● **Textauszug**:
Planung muss sein – auch am Bau!
Interne operative Unternehmensplanung in einer Bauunternehmung
Die Unternehmensplanung ist die Basis für das Unternehmens-Controlling als Regelkreis: Planung ➔ Plan-Ist-Vergleich ➔ Abweichungsanalyse ➔ Gegensteuerung oder Plankorrektur. Ohne Planung können keine Abweichungen festgestellt werden. Der jeweilige Planwert liefert den Vergleichs- bzw. Zielwert einer mengen- oder wertmäßigen Größe. Zielgerichtetes Handeln setzt also eine Planung voraus. Nur dann können Zielabweichungen festgestellt und Maßnahmen zur Gegensteuerung getroffen werden.

● **Ausgewählte Einträge**:
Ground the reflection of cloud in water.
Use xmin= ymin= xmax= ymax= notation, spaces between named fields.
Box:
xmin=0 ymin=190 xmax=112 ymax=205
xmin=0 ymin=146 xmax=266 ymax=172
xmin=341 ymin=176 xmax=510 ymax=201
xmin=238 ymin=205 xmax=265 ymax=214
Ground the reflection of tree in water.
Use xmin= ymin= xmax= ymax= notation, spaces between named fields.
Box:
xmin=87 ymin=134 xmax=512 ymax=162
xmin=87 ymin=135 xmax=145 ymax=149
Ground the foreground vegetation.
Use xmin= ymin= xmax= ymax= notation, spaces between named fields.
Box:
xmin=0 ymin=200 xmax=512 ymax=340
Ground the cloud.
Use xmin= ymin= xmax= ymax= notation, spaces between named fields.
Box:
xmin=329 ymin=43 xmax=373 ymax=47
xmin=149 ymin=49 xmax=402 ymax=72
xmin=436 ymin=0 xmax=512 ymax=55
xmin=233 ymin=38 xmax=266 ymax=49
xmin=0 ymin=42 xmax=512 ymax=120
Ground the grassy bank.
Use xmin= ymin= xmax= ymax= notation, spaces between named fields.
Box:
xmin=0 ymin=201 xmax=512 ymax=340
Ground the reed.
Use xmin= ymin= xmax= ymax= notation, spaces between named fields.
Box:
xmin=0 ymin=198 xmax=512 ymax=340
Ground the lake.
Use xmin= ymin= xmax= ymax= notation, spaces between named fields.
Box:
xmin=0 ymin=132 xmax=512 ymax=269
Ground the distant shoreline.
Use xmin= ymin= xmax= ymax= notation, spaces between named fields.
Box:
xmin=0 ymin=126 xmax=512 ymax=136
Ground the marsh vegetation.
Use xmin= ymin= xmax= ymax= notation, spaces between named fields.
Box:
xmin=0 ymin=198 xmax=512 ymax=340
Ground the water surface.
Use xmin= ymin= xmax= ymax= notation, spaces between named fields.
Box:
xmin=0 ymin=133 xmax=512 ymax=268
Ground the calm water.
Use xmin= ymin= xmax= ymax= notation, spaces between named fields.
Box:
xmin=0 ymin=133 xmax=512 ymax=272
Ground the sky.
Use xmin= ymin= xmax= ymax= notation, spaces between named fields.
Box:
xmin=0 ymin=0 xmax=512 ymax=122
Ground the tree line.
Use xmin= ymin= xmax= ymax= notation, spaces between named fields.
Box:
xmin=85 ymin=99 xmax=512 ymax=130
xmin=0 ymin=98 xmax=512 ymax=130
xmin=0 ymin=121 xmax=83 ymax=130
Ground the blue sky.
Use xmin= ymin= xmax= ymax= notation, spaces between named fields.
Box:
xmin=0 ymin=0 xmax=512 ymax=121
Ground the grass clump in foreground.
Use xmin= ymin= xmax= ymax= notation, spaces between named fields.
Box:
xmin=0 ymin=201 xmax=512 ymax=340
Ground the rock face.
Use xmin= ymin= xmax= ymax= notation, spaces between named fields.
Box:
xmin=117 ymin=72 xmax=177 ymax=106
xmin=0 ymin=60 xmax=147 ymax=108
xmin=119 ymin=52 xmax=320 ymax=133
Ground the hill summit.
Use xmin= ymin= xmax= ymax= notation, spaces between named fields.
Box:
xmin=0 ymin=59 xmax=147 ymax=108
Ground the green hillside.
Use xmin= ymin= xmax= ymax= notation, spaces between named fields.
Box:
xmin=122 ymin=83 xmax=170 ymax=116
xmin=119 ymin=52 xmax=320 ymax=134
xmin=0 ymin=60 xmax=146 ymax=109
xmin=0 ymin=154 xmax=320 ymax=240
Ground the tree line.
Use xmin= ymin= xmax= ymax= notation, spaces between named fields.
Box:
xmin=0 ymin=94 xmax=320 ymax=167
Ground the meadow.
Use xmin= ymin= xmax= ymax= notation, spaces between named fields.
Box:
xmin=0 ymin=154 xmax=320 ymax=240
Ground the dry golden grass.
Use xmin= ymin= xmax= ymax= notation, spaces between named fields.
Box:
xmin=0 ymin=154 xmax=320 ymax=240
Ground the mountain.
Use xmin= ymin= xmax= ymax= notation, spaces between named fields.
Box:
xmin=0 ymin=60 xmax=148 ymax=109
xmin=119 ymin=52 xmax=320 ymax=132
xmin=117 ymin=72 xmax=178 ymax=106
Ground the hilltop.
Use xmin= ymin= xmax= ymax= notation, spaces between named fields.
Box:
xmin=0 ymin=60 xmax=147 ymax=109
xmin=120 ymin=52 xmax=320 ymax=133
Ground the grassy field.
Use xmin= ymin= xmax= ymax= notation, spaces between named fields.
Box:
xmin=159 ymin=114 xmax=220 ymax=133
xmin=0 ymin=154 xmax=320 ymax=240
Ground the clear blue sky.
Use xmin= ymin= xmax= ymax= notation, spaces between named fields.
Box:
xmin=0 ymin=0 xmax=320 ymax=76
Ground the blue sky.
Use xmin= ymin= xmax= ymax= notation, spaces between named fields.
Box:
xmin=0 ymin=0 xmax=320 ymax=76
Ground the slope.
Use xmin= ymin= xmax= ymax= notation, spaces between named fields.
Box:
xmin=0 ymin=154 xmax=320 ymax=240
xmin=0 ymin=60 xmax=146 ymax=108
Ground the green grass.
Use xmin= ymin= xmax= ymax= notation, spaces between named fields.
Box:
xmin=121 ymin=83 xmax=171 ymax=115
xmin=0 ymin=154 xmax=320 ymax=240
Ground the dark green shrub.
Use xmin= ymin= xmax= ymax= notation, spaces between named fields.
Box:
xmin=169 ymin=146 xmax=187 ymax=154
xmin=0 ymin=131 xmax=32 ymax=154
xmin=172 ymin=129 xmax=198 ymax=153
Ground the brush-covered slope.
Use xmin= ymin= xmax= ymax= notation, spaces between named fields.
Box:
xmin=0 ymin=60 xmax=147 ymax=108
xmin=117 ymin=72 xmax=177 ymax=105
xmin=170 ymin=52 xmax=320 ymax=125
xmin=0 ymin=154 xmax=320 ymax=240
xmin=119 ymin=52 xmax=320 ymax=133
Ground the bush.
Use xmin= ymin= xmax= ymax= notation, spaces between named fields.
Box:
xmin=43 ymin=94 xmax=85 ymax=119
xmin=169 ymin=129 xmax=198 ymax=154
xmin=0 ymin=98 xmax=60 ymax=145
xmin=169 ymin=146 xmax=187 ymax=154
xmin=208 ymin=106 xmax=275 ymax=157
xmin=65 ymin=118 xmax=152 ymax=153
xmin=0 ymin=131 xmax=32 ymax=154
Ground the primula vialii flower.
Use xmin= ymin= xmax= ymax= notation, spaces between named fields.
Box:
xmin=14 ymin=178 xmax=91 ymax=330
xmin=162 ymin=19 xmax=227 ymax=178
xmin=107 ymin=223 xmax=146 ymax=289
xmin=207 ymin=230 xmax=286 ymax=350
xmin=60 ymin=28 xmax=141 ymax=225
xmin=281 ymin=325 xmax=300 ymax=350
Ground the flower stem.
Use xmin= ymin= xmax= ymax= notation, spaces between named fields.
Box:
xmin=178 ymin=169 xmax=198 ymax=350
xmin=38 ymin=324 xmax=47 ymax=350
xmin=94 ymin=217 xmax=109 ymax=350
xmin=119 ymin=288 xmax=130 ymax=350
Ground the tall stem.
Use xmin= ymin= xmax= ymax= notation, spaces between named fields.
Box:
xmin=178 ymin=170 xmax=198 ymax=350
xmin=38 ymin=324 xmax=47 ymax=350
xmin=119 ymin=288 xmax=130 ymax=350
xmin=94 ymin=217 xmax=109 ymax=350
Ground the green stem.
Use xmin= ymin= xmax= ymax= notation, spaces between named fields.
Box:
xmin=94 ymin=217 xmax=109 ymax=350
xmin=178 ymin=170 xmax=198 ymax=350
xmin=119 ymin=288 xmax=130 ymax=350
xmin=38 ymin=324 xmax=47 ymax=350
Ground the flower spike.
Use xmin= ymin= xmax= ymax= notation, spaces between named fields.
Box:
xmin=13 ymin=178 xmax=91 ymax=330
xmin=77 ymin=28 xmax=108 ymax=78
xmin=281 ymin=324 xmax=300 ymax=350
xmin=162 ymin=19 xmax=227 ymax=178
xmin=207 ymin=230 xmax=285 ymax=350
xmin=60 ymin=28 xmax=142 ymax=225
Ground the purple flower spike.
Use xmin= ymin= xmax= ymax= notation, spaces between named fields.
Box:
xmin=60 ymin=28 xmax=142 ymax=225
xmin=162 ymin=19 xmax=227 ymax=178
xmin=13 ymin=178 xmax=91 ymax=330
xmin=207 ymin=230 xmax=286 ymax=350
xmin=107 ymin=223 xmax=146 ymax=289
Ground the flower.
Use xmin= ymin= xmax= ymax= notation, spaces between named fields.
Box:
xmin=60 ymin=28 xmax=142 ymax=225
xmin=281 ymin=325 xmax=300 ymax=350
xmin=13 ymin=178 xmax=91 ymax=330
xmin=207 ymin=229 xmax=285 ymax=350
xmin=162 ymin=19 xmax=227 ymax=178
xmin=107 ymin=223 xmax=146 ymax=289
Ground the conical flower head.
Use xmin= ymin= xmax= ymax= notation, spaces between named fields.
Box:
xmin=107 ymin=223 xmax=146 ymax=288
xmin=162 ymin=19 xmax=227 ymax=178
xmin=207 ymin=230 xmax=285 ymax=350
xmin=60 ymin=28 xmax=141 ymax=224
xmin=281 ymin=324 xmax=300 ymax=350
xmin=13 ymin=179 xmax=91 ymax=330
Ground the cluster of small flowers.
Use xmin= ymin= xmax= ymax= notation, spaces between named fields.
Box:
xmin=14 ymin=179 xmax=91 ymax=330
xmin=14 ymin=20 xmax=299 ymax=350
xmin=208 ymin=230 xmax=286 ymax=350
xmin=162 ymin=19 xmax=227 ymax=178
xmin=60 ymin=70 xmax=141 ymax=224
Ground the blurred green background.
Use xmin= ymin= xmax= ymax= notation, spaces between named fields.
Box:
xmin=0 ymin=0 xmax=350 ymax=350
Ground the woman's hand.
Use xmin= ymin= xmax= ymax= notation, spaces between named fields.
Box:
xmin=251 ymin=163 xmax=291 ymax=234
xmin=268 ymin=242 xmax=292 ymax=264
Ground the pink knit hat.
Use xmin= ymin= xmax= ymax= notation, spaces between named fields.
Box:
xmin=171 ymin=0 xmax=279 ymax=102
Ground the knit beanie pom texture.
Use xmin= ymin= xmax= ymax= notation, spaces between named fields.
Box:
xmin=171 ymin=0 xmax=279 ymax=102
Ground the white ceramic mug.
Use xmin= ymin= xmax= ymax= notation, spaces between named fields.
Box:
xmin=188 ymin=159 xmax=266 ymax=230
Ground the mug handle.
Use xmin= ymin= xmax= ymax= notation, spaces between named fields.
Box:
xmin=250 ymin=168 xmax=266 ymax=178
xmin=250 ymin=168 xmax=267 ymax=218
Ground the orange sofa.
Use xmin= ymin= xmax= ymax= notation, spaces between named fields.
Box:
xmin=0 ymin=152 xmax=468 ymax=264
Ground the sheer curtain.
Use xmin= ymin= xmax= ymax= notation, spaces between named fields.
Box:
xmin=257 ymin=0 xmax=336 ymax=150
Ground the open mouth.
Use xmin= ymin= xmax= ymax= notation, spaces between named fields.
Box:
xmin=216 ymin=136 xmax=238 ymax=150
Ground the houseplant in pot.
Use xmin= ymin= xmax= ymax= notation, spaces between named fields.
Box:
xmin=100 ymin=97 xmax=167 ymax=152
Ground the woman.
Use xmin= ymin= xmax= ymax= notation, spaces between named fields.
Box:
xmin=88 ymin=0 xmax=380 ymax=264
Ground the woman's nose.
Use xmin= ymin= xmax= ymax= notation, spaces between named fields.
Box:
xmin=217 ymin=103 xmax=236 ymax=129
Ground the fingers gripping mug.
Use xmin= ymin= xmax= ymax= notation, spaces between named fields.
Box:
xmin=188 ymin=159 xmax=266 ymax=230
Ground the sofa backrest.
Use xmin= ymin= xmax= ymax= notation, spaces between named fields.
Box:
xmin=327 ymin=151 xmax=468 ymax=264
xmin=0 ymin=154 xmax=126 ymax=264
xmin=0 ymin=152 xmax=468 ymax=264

● **Arbeitsauftrag**:
Schreibe den Textauszug über die operative Unternehmensplanung in einer Bauunternehmung weiter und knüpfe dabei direkt an seinen letzten Satz an.

● **Antwort zum Auftrag**:
1. Zur generellen Notwendigkeit einer Unternehmensplanung
Unter einer Unternehmensplanung i. e. S. versteht man die Institutionalisierung und Formalisierung der Planungsfunktion im Unternehmen. Sie ist ein Managementkonzept zur Unterstützung der Unternehmensführung. Ergebnis sind Pläne für die zu führenden Organisationseinheiten. Meist wird mit der Planungsfunktion direkt auch die Kontrolle der Pläne verbunden. Auf derartige Planungs- und Kontrollsysteme wird man umso weniger verzichten können, je komplexer die Umwelten werden und je mehr aufgrund der internen Aufgabenkomplexität eine Abstimmung der Teilsysteme notwendig ist.“ (1)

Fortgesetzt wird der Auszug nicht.